Monthly Archives: July 2022

Life in a Minor Key

Posted on by .

I’ve been reading Bittersweet, and it has been at turns revelatory and affirming, just as Quiet was before it. Entering into our pain, and going a step beyond to make a creative offering of it, isn’t something our culture–even our genetics, often–gears us to do, but I am so here for it.

Longing, grief, brokenness, pain, sorrow–these are the black keys on the piano of life, the feelings that are more than feelings that we try to opt out of, avoid, because of their perceived negativity which is really just dimensionality–fullness. There is a weight to these states that must be grappled with; once encountered eye-to-eye, they can’t just be blown off. My nature, apparently, is to grapple. I am at home among these black keys, and the music they make is at first odd and mournful, and then, always, hauntingly beautiful.

It’s the odd and mournful part that comes first, though. And even if you’re willing to sit through that, not everyone around you will. Which is also fine with me, because I’m not a fan of crowds.

Last week at this time I was climbing a mountain. Or a hill. Or some inclined natural structure, one-point-five kilometres to its summit, the last third of which was, according to the sign warning/tempting me away, “unformed and steep.” Thoughts of ticks and snakes and dingoes and rapists (isn’t it fun being a woman? #blessed) pinging around my brain, I ascended, much of the time on all fours, pausing to turn back approximately two thousand times before arriving at the peak, sweaty and proud. It had only taken me about thirty minutes and forty-four years to get there.

◆ **WORK INSTRUCTION A**
According to the blog post, how did the sign describe the last third of the route to the summit?
◆ **WORK INSTRUCTION B**
Please continue the blog post from its final sentence about the climb.

◆ **EXTRACTED MATERIAL**

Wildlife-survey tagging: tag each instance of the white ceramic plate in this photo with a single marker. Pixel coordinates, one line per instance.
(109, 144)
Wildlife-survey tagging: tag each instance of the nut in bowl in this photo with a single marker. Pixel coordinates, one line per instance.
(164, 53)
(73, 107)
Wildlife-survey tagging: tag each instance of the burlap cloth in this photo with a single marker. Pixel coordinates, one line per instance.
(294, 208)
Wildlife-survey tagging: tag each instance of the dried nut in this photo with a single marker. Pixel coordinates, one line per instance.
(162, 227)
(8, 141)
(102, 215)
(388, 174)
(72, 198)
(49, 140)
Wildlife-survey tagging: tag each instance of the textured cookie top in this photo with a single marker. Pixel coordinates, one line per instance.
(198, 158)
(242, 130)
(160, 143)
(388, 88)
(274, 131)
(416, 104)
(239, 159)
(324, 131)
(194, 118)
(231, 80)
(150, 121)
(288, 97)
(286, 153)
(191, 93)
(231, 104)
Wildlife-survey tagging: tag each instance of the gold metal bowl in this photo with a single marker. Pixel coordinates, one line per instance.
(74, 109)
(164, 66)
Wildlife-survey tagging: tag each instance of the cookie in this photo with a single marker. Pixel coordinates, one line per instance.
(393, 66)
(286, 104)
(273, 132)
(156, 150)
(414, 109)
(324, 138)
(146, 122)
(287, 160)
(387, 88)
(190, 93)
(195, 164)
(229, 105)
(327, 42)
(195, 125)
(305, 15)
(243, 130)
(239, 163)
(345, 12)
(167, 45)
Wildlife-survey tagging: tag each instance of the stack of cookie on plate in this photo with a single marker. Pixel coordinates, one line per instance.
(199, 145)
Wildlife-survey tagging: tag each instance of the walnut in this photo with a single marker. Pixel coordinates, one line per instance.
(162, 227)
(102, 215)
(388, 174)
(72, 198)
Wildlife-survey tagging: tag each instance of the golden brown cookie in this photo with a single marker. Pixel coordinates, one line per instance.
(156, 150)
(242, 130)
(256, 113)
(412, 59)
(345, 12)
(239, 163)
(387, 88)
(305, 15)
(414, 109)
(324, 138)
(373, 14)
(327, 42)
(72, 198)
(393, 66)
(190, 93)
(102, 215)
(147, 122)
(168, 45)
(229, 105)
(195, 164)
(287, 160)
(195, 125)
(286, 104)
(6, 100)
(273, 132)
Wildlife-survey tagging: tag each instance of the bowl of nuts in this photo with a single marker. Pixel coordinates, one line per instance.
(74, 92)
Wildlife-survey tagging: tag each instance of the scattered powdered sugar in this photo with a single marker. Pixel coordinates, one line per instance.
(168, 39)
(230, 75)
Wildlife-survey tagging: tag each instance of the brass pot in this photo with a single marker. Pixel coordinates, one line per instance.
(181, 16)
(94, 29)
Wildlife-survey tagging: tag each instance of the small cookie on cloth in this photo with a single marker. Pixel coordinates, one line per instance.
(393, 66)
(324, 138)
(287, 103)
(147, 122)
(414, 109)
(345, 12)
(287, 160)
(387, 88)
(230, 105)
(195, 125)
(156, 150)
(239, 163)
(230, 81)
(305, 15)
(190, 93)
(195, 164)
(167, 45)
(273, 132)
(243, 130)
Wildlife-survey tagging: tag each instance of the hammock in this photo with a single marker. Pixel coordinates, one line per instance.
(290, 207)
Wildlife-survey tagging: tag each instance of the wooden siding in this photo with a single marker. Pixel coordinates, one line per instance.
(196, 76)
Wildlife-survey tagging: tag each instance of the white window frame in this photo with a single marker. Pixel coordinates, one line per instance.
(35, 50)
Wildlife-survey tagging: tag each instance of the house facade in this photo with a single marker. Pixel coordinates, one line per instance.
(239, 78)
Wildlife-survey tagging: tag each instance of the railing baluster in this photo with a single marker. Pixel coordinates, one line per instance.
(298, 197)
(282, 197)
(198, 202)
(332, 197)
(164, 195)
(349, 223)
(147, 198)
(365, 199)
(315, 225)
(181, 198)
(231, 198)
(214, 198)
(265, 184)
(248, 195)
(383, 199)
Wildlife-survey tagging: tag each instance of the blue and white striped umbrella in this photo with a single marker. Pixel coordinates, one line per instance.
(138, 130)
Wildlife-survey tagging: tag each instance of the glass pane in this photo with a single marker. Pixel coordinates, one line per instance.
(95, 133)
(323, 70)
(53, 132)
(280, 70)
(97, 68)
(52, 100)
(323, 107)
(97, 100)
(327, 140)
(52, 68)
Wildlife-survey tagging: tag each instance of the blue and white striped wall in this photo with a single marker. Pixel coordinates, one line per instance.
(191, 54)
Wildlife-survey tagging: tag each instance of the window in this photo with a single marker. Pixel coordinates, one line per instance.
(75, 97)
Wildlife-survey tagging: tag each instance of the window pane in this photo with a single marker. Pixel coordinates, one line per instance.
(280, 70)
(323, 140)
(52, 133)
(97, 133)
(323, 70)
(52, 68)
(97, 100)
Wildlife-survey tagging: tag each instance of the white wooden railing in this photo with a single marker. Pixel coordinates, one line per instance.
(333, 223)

◆ **ANSWER BOX A**
As "unformed and steep."

◆ **ANSWER BOX B**
There was a small town fifteen minutes from my son’s overnight school camp. There was three hours from our home in Sydney. There was a country of which I am now a citizen that happens to be ten thousand miles from another country of which I am also a citizen. There was through the wilds and glories of my son’s additional needs, brought to you by neurodivergence in the form of autism, and through the wilds and glories of my own additional needs, brought to you by anxiety and all the other little quirks of my own brain. There was a rental with two other friends who understand, and to some degree or other experience, all of this.

There was a spot on a mountaintop on a coastline filled with beauty I never would have seen had I not been forced onto those black keys my whole life, making music of a sort I’d never planned. There and here are the same now, this searing beauty always hand-in-hand with difficulty, difference, divergence. They are inextricable, and now I am inextricable from them.

The Kid made it through both days of camp and stayed with me at night, and this was neither disappointing nor perfect, but something beyond both–something called exactly how it should be. For him, right now. For us. For the minor keys we inhabit, the ones that require a bit of nimbleness because they aren’t each neatly beside each other but scattered about in their own pattern, producing a song that contains every note that matters.

You Find Your People

Posted on by .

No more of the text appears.